◆ Aim
In the listing below, change every "one dot per instance" to "one point per object" and keep everything else the same. Leave the pictures out when you write it back.

+++ Listed entries

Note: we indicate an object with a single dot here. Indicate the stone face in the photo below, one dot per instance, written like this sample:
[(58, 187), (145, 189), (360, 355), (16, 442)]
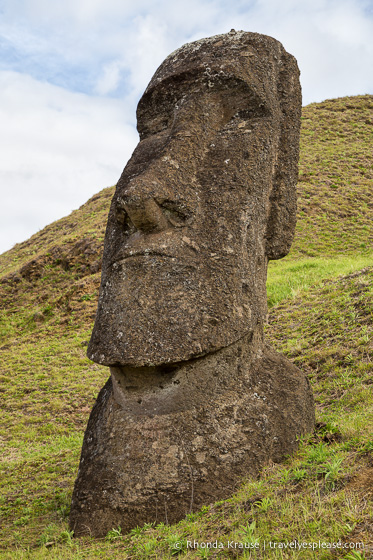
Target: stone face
[(206, 199), (196, 401)]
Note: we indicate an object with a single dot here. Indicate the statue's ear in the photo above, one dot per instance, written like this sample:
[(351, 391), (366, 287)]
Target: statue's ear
[(283, 197)]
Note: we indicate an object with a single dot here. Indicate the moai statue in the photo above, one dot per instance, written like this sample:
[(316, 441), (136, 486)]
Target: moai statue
[(196, 401)]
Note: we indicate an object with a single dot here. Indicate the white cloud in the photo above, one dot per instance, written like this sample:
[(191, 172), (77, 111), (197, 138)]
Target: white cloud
[(58, 149)]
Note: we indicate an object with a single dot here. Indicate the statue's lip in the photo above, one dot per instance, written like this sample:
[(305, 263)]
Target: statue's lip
[(144, 253)]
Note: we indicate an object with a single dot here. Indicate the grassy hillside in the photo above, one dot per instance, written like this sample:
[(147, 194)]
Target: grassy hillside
[(320, 319)]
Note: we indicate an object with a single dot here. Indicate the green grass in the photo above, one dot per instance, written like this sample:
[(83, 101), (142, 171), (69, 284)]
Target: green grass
[(321, 311)]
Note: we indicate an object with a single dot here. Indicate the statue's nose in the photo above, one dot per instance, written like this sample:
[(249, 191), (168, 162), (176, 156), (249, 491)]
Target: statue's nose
[(145, 214)]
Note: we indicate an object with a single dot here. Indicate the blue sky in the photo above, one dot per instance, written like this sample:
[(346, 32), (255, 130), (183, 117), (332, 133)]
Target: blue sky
[(71, 74)]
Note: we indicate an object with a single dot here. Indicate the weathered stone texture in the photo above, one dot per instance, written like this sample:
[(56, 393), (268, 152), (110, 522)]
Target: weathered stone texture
[(188, 437), (206, 198), (196, 400)]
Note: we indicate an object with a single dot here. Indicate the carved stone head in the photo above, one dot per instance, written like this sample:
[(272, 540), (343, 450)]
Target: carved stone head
[(208, 196)]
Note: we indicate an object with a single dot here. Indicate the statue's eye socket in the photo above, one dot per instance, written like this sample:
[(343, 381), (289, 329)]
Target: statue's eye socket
[(123, 219), (176, 212)]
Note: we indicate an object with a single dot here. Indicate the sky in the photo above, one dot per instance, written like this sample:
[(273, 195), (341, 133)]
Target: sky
[(72, 72)]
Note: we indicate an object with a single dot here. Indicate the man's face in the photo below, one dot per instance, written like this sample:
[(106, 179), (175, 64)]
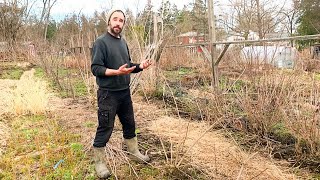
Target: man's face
[(116, 23)]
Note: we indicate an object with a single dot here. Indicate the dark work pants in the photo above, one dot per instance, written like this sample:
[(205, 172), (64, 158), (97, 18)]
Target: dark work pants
[(112, 103)]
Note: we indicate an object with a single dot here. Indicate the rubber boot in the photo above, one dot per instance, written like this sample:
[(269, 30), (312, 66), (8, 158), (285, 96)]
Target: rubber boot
[(100, 165), (132, 145)]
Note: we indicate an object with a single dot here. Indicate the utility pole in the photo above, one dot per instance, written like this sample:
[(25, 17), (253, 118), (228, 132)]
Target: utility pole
[(212, 37)]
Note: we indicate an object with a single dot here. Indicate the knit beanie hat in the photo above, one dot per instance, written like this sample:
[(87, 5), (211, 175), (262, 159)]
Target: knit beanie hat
[(111, 11)]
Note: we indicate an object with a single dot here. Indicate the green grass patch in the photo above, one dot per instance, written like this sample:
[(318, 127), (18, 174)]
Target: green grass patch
[(39, 148), (13, 72), (39, 72)]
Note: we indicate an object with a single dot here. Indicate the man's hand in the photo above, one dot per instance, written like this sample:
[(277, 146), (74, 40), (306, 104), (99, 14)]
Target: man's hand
[(124, 70), (145, 64)]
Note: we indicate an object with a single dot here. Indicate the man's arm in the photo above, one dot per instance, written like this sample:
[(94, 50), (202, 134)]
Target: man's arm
[(121, 71), (97, 66)]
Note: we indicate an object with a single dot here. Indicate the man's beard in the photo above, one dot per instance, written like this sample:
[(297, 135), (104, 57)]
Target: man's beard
[(113, 31)]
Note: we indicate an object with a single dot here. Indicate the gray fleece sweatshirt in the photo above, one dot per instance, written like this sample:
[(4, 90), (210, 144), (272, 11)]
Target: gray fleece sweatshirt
[(111, 52)]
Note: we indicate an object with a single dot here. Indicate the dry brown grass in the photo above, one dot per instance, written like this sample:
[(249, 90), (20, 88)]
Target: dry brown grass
[(220, 157), (30, 95)]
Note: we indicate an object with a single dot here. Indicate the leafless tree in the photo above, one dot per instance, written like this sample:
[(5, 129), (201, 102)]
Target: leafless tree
[(14, 15), (45, 14), (262, 16)]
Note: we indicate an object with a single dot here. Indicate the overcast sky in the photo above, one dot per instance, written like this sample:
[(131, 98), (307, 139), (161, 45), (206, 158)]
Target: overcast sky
[(87, 7)]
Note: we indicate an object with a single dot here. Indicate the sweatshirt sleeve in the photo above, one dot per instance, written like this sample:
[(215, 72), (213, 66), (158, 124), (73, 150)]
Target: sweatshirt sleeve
[(97, 66), (137, 69)]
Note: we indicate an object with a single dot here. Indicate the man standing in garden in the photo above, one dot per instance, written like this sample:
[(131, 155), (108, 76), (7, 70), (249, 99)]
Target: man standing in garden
[(111, 64)]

++++++

◆ Result of this exercise
Note: we indicate an object with a single dot here. Indicate the stone face in the photo below, one point per object, written like this sample:
[(58, 187), (145, 189), (360, 355), (16, 442)]
Target: stone face
[(206, 199), (196, 401)]
Note: we indicate an object with a single dot here. Indicate the statue's ear in the photo above, one point per object, written like this sample:
[(351, 391), (366, 287)]
Target: statue's ear
[(283, 197)]
Note: we indicate an object with a single dot here. Indicate the moai statue in the photo above, one point per object, written like this sample:
[(316, 441), (136, 486)]
Target: moai statue
[(196, 401)]
Note: we indicate an object with a single dot here. Indicate the white cloud in the photo above, one point per object, written like this sample:
[(191, 172), (77, 111), (197, 138)]
Target: white cloud
[(58, 149)]
Note: we indicate an object with a single dot here. Indicate the statue's lip in the photo above, one point per object, written like this sample:
[(305, 263)]
Target: statue's lip
[(144, 253)]
Note: we indicate an object with a single dot here. Indicate the grassy hillside in the photo above, one point per object, written like this sample:
[(147, 194)]
Target: grassy hillside
[(320, 319)]
Note: we indicate an object with a single dot here. Indicate the green grass in the photo above, one point per object, written like this sample:
[(83, 101), (142, 171), (69, 284)]
Target: green grass
[(321, 311)]
Note: we indicate an object with a single dot here. Indicate the statue's nose in the photo above, one point per object, written like this sample:
[(249, 191), (168, 162), (176, 156), (249, 491)]
Target: statue's nose
[(145, 214)]
Note: we indicate an object with a single dot here. Indicate the blue sky in the photo above, one point per object, written like this sample:
[(346, 32), (255, 130), (183, 117), (332, 133)]
Target: blue sky
[(71, 74)]
Note: we indicate an object with a single dot here. Indicate the weathered stone texture in the photo above, one point per object, written like this sample:
[(56, 393), (268, 152), (110, 522)]
Target: weathered stone texture
[(188, 437), (206, 198), (196, 400)]
Note: we indicate an object with a single dot here. Indicate the carved stone head in the photo above, one point per object, written like this sample:
[(272, 540), (343, 450)]
Target: carved stone head
[(208, 196)]
Note: we indicate an object with a single dot here. Indicate the statue's eye socket in the photo above, one point per object, written like this sample:
[(343, 381), (289, 329)]
Target: statue's eye socket
[(123, 219), (176, 212)]
Note: we indicate an object with a single dot here. Indicate the sky in the photo above, one point per object, written like this sample:
[(273, 195), (341, 133)]
Target: sky
[(72, 72)]
Note: we indicate an object with a single dot here. Indicate the man's face in the photo below, one point per object, written like this sample:
[(106, 179), (175, 64)]
Target: man's face
[(116, 23)]
Note: we indicate an object with a single dot here. Indicate the dark work pants in the photo above, one point per object, written like this sample:
[(205, 172), (64, 158), (97, 18)]
Target: dark work pants
[(112, 103)]
Note: we indicate an object with a single dot here. Indicate the rubber boot in the photo above, one point per object, written like this sample:
[(269, 30), (312, 66), (8, 158), (285, 96)]
Target: rubber boot
[(100, 165), (132, 145)]
Note: we indicate an object with a single dot here. Indicate the utility pole in the photo above, one point per object, written like this sample:
[(25, 17), (253, 118), (228, 132)]
Target: utility pole
[(212, 37)]
Note: we indicate an object with a single dot here. Indicate the knit beanie hat in the photo above, one point per object, written like this sample:
[(87, 5), (211, 175), (262, 159)]
Target: knit beanie hat
[(111, 11)]
Note: we indicate an object with a single dot here. Indicate the green grass patch in the photo above, one point per object, written like this sample:
[(318, 127), (18, 174)]
Target: green grass patch
[(39, 148), (13, 72), (39, 72)]
Note: we indicate an object with a single dot here. Indicate the man's hand in the photo above, one point per object, written like this sample:
[(277, 146), (74, 40), (306, 104), (99, 14)]
Target: man's hand
[(124, 70), (145, 64)]
Note: we indicate an object with a single dot here. Indicate the man's arm in the photo above, one point per object, written like this sample:
[(94, 50), (202, 134)]
Target: man's arm
[(121, 71), (97, 66)]
Note: we indicate an object with a single dot here. Indicate the man's beard in the photo above, one point per object, written like this sample:
[(297, 135), (104, 57)]
Target: man's beard
[(113, 31)]
Note: we indicate an object with a single dot here. Indicate the gray fleece sweatshirt in the photo above, one point per object, written like this sample:
[(4, 90), (210, 144), (272, 11)]
Target: gray fleece sweatshirt
[(111, 52)]
Note: we indicate an object with a single dot here. Indicate the dry brown grass in the photo above, one point per object, written like this sample:
[(249, 90), (20, 88)]
Target: dry brown grass
[(220, 157), (30, 95)]
Note: we indicate an object with a single dot here. Indicate the leafless tree in the photo above, one point per object, written like this sample:
[(5, 129), (201, 102)]
Target: leafless tree
[(14, 15), (45, 14), (262, 16)]
Note: we indicate an object with a single dot here. Indicate the overcast sky in the photo above, one point per object, written like this sample:
[(131, 98), (307, 139), (161, 45), (206, 158)]
Target: overcast sky
[(87, 7)]
Note: we indicate an object with a single dot here. Indicate the sweatshirt sleeve in the photo above, one point per object, written like this sample:
[(215, 72), (213, 66), (158, 124), (73, 150)]
Target: sweatshirt sleeve
[(97, 66), (137, 69)]
Note: we indicate an object with a single dot here. Indicate the man standing in garden in the photo above, one point per object, written like this sample:
[(131, 155), (108, 76), (7, 70), (249, 99)]
Target: man standing in garden
[(111, 64)]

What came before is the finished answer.